[Records from a data collection]
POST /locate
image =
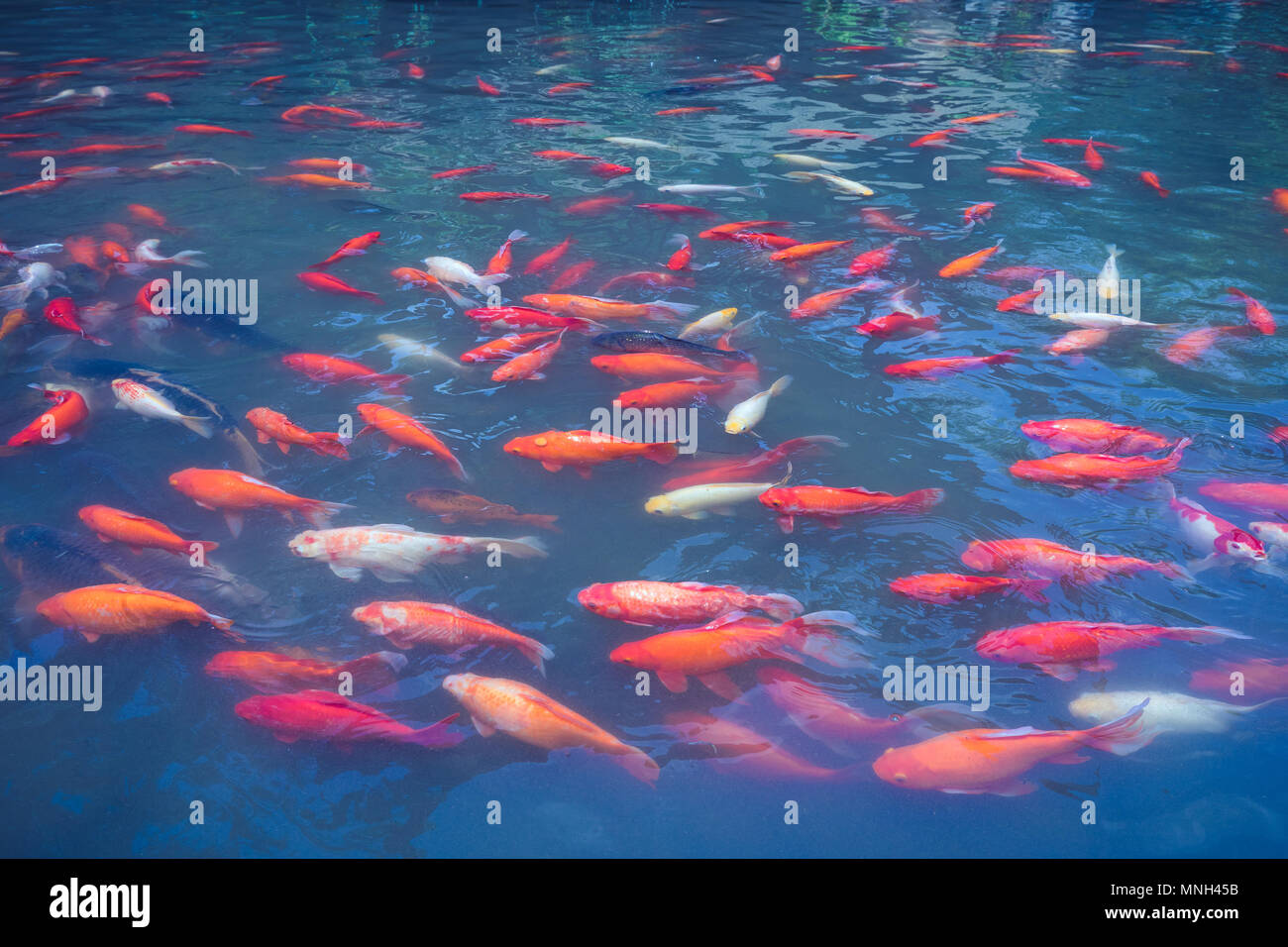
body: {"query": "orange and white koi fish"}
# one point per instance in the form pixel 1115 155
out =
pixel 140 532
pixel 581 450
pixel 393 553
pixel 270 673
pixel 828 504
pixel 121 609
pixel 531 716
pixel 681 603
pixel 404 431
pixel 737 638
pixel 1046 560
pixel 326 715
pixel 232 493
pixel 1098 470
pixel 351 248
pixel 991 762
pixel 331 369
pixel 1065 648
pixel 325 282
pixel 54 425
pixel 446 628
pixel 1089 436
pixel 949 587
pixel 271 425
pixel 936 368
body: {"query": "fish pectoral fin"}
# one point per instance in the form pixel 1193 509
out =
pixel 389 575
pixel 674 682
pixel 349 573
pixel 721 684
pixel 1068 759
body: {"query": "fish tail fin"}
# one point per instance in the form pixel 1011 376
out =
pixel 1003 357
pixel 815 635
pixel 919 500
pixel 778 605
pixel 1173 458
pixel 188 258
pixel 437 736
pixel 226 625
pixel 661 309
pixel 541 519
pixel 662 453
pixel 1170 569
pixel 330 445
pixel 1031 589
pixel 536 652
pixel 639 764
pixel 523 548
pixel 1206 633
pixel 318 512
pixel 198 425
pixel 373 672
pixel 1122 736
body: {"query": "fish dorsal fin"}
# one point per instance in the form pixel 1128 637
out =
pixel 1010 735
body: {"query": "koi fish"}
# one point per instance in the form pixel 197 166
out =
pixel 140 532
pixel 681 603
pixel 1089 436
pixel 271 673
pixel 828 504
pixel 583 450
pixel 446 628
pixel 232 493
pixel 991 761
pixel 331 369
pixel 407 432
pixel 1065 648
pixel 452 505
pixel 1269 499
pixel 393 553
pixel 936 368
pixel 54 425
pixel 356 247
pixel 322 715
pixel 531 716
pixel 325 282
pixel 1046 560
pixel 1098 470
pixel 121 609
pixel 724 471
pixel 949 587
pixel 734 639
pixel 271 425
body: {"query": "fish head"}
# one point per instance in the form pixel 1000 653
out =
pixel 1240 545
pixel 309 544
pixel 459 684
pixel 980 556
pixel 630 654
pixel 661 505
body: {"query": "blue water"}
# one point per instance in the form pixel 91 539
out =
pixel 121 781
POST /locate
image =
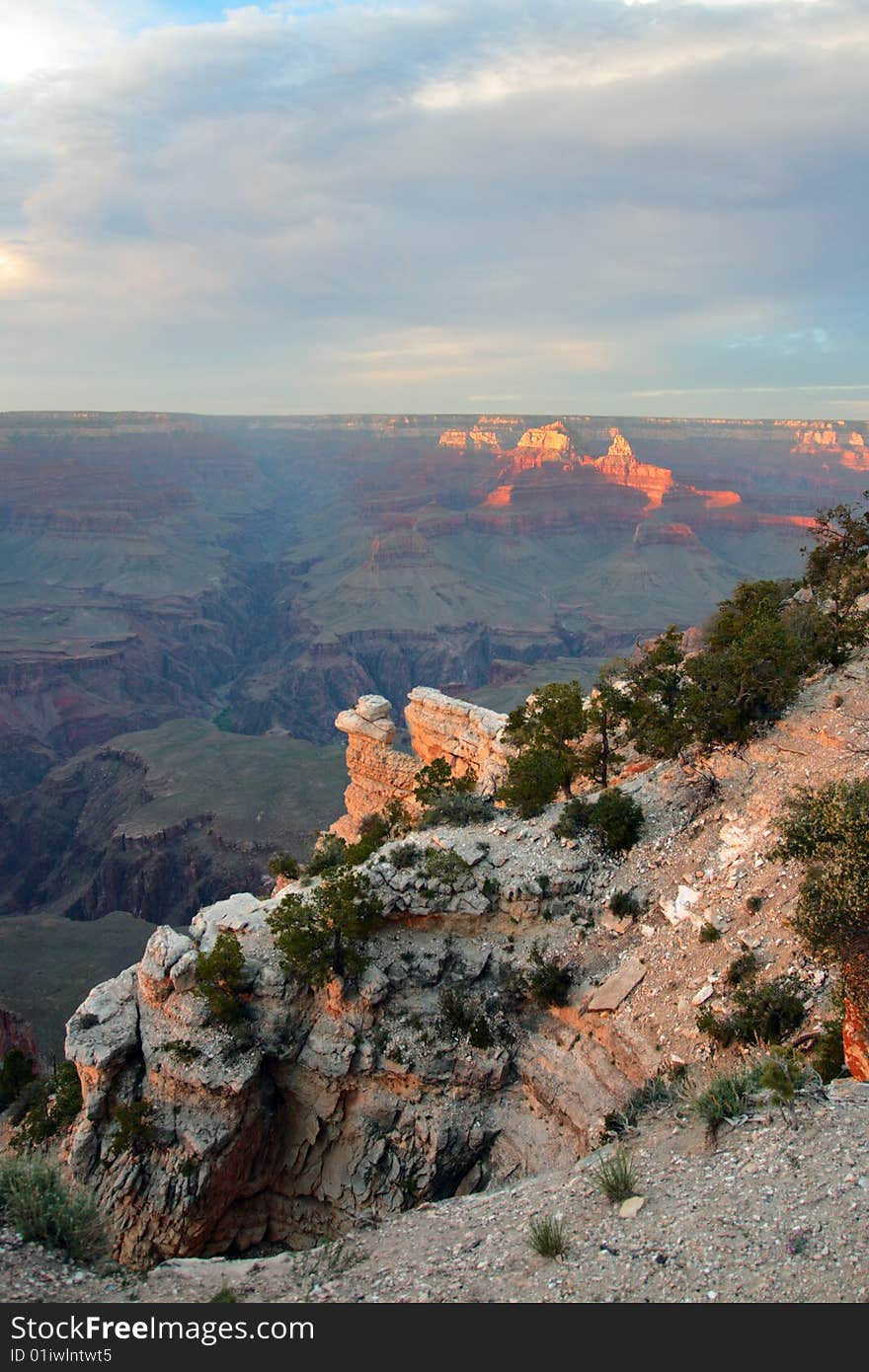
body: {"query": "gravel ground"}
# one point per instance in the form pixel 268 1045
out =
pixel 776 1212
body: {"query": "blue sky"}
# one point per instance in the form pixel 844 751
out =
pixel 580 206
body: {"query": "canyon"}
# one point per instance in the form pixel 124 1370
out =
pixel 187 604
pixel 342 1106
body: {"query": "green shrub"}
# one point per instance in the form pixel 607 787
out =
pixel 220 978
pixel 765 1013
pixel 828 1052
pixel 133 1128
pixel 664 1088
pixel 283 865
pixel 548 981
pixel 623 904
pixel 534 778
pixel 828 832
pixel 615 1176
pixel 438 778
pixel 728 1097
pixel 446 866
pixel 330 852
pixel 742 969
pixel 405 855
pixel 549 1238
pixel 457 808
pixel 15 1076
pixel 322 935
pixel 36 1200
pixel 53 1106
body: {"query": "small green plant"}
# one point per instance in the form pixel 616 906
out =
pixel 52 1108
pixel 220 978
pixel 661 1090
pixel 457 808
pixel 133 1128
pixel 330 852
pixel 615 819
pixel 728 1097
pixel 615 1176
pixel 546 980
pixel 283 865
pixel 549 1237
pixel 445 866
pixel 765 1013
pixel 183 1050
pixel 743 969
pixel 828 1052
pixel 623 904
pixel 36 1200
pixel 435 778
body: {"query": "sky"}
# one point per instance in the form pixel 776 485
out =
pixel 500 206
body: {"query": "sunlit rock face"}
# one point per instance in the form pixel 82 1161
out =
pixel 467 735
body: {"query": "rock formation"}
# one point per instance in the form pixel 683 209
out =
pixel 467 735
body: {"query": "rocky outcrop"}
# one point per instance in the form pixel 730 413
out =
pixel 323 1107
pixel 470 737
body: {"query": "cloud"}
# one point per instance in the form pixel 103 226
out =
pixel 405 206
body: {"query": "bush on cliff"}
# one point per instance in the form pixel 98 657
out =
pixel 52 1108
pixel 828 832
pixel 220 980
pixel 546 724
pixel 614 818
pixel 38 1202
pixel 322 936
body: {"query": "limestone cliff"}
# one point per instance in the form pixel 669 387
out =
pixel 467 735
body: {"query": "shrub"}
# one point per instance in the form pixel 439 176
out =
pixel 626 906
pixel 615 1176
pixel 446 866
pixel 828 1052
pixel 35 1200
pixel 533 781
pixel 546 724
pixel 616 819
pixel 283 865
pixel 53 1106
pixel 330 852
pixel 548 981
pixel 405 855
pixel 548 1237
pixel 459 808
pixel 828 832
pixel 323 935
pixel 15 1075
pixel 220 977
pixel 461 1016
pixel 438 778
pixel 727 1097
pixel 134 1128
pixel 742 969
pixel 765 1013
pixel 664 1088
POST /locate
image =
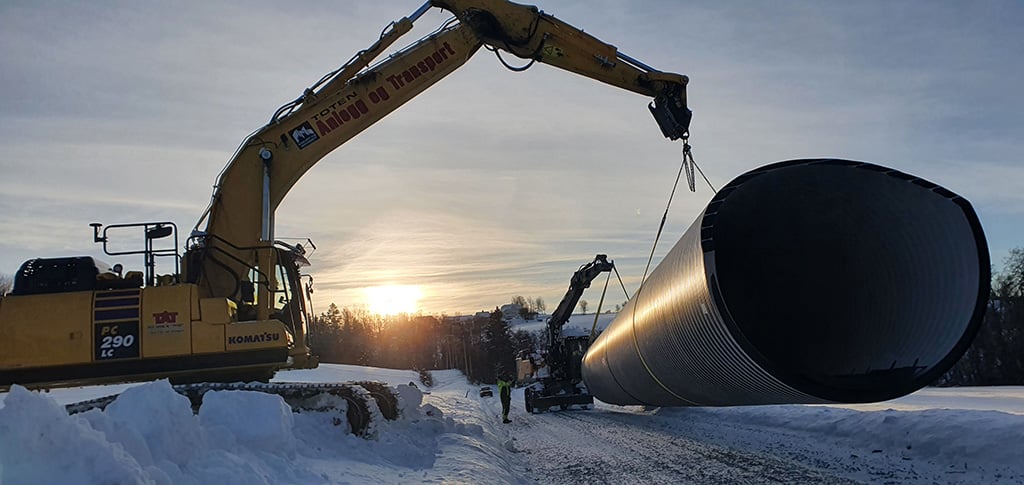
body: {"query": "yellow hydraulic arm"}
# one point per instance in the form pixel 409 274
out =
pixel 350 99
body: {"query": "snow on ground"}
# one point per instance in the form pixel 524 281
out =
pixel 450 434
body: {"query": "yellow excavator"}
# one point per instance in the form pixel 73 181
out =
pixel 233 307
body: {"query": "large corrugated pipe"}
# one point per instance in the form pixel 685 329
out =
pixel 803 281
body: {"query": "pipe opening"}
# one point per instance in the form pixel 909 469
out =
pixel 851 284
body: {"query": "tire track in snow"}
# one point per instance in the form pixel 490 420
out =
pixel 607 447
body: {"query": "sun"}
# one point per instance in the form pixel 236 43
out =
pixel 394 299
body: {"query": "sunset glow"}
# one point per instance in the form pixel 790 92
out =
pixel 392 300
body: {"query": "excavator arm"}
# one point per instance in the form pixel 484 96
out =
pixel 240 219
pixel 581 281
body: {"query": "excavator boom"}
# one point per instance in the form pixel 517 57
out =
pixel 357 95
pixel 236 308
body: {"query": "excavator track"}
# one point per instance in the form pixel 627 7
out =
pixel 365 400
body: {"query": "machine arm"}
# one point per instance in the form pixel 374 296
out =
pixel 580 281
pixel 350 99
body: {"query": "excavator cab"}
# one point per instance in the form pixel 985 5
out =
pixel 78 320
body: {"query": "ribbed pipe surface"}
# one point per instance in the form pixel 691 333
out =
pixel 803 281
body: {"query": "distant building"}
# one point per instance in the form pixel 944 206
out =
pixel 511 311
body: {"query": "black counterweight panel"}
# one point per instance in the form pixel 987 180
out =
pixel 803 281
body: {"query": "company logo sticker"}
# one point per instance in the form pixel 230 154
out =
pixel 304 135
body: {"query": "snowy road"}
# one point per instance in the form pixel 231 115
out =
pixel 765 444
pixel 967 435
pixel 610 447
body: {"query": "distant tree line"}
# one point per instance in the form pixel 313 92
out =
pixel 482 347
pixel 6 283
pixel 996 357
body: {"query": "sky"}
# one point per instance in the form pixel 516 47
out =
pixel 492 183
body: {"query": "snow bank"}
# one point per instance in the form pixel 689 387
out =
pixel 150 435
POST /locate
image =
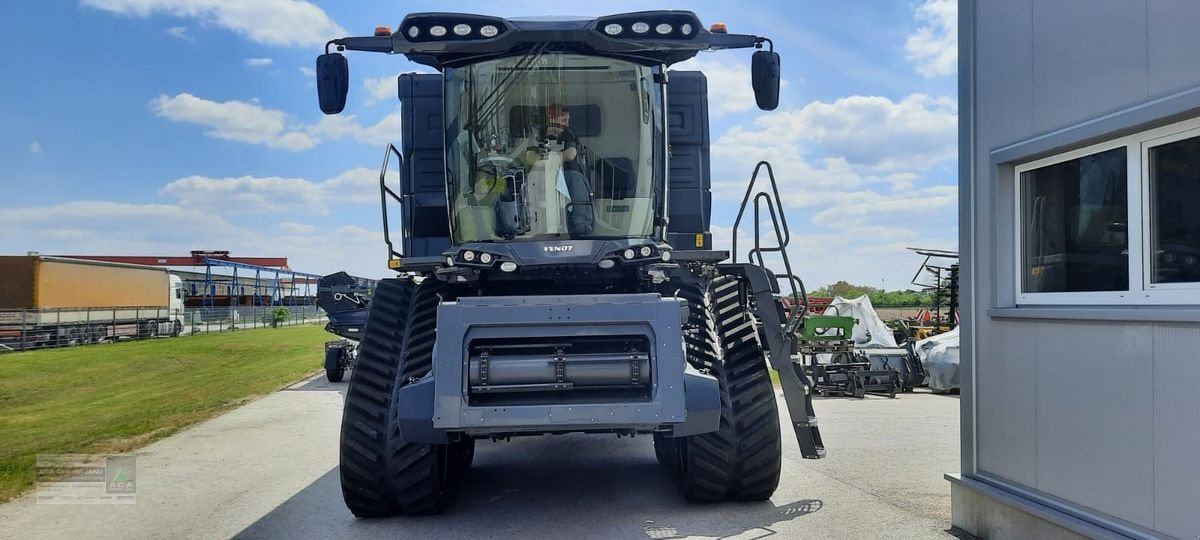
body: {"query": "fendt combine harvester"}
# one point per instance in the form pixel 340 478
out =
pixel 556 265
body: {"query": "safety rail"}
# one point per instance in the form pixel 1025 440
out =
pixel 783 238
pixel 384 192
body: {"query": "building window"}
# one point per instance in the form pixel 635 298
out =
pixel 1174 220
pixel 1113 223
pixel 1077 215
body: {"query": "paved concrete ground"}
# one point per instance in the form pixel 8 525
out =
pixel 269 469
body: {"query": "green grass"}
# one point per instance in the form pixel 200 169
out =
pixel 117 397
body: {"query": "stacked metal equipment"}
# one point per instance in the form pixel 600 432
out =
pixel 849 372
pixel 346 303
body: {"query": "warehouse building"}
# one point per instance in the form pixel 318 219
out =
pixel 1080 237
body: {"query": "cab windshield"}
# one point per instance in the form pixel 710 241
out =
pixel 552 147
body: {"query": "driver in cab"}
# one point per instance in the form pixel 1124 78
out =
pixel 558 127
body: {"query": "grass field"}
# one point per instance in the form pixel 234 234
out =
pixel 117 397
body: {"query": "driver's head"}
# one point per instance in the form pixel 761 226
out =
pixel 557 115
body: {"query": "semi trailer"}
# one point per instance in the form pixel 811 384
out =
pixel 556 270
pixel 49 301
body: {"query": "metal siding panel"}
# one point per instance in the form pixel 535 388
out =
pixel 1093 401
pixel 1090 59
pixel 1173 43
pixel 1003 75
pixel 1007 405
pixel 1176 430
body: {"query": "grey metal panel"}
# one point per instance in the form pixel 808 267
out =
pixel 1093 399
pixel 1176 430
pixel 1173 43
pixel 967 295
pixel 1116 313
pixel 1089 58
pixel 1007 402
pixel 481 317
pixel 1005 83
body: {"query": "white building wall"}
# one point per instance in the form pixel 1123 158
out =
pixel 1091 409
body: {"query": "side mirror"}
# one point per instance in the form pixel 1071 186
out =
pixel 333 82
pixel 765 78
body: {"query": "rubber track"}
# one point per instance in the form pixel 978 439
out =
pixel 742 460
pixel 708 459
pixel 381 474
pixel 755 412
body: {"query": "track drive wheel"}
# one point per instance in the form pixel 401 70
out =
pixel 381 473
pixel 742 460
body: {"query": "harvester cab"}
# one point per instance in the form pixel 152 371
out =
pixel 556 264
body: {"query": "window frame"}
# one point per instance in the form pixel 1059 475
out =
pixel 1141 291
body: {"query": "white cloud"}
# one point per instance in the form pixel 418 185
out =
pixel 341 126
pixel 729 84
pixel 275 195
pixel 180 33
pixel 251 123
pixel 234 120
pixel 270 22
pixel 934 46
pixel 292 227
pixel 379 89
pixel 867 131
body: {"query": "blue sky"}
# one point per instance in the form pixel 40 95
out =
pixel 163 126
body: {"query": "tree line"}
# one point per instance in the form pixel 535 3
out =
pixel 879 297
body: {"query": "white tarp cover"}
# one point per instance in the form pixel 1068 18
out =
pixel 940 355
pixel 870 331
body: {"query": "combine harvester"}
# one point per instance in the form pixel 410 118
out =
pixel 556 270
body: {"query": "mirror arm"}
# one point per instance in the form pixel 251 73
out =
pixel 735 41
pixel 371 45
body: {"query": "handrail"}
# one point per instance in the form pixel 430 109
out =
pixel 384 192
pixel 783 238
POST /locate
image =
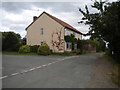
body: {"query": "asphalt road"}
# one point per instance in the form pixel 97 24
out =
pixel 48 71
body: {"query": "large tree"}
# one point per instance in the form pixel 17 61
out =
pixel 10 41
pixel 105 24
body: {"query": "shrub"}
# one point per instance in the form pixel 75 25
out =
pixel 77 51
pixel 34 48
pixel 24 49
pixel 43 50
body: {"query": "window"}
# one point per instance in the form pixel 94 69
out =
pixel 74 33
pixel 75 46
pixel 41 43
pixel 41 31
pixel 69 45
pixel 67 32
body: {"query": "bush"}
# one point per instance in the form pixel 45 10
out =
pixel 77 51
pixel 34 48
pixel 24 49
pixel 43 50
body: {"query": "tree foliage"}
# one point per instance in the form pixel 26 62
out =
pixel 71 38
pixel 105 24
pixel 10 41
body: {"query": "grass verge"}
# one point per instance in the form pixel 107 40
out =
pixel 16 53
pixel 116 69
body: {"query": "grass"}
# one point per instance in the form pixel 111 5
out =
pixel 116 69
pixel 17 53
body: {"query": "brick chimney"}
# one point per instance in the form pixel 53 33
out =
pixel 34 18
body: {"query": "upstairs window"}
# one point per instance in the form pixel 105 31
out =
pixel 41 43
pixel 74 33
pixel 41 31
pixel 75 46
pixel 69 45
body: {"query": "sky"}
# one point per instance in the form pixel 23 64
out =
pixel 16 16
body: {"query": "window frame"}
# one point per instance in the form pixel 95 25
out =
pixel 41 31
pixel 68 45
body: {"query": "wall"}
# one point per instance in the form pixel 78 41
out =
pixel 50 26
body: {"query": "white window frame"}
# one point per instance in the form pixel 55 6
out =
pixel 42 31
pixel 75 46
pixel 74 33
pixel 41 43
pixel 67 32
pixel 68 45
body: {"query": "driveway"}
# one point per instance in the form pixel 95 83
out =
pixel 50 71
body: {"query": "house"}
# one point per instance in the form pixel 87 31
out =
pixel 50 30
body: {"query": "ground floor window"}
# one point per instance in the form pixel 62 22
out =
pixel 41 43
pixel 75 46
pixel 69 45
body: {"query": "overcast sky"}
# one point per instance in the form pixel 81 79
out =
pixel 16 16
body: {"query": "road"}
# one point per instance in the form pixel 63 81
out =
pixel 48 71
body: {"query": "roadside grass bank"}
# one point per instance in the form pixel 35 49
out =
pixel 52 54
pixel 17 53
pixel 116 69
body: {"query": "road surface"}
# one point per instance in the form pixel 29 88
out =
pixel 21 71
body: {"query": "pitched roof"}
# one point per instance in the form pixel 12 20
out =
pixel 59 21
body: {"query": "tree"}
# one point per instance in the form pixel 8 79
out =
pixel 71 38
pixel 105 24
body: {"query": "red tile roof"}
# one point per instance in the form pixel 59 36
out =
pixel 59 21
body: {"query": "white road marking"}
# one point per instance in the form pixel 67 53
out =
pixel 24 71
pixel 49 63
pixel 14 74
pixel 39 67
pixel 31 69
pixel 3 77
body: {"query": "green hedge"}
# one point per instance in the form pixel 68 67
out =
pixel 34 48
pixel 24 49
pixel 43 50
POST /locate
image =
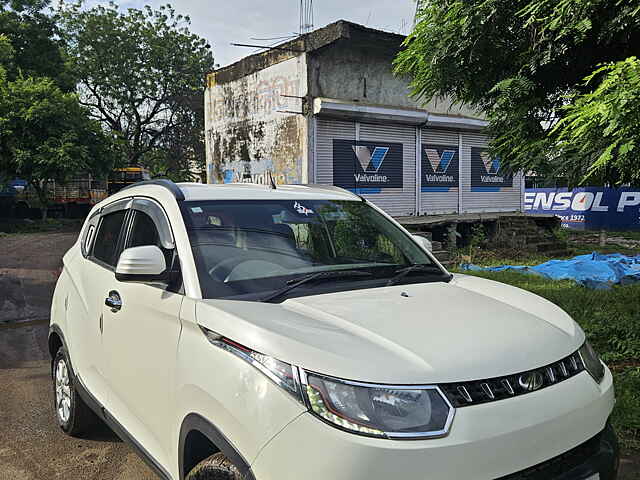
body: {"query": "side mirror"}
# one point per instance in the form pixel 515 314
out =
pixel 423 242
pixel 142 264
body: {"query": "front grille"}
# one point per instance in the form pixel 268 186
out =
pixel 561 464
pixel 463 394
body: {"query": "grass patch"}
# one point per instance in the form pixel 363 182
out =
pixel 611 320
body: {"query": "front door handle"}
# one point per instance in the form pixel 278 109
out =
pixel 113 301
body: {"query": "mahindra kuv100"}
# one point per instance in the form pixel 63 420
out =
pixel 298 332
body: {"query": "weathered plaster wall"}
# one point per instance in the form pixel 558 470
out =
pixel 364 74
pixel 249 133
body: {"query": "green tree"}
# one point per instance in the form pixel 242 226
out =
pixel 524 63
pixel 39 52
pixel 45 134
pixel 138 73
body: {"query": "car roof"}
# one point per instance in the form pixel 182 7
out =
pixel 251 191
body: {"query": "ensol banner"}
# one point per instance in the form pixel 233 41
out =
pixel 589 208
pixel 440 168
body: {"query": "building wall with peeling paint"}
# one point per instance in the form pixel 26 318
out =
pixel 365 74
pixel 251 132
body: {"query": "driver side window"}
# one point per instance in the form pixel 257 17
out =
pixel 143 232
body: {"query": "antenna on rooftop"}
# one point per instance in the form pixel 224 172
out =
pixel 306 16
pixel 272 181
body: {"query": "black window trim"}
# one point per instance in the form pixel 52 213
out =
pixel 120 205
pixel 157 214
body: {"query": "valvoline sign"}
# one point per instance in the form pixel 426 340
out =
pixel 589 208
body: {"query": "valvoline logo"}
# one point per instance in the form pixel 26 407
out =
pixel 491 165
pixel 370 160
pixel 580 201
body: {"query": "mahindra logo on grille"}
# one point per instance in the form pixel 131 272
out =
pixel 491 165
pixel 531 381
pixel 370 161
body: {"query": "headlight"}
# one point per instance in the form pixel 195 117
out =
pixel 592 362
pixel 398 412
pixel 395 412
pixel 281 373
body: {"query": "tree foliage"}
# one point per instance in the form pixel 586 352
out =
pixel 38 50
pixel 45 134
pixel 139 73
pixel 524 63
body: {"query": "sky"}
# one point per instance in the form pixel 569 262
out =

▶ [WHAT IS BEING ASKED] Please output the material above, line by line and without changes, from its first line through the line containing "pixel 1010 735", with both of those lines included. Leave the pictures out of your output.

▶ [PROBLEM SOLUTION]
POST /locate
image =
body: {"query": "orange and white koi fish"}
# one point per instance in the form pixel 1115 155
out =
pixel 140 532
pixel 581 450
pixel 393 553
pixel 270 673
pixel 828 504
pixel 121 609
pixel 531 716
pixel 681 603
pixel 404 431
pixel 737 638
pixel 1046 560
pixel 326 715
pixel 232 493
pixel 1098 470
pixel 351 248
pixel 991 762
pixel 331 369
pixel 1065 648
pixel 325 282
pixel 54 425
pixel 446 628
pixel 1089 436
pixel 949 587
pixel 271 425
pixel 936 368
body: {"query": "fish pectoral fin"}
# one point per instance in the form pixel 1193 509
out =
pixel 389 575
pixel 674 682
pixel 349 573
pixel 721 684
pixel 1068 759
body: {"query": "fish tail fin"}
# one point per instance in the form pixel 1011 376
out =
pixel 1003 357
pixel 815 635
pixel 919 500
pixel 778 605
pixel 1173 458
pixel 188 258
pixel 437 736
pixel 226 625
pixel 661 309
pixel 541 519
pixel 662 453
pixel 1170 569
pixel 330 445
pixel 1031 589
pixel 536 652
pixel 639 764
pixel 523 548
pixel 1206 633
pixel 318 512
pixel 198 425
pixel 373 672
pixel 1122 736
body: {"query": "fish dorsal fin"}
# one point per instance in the form pixel 1128 637
out =
pixel 1010 735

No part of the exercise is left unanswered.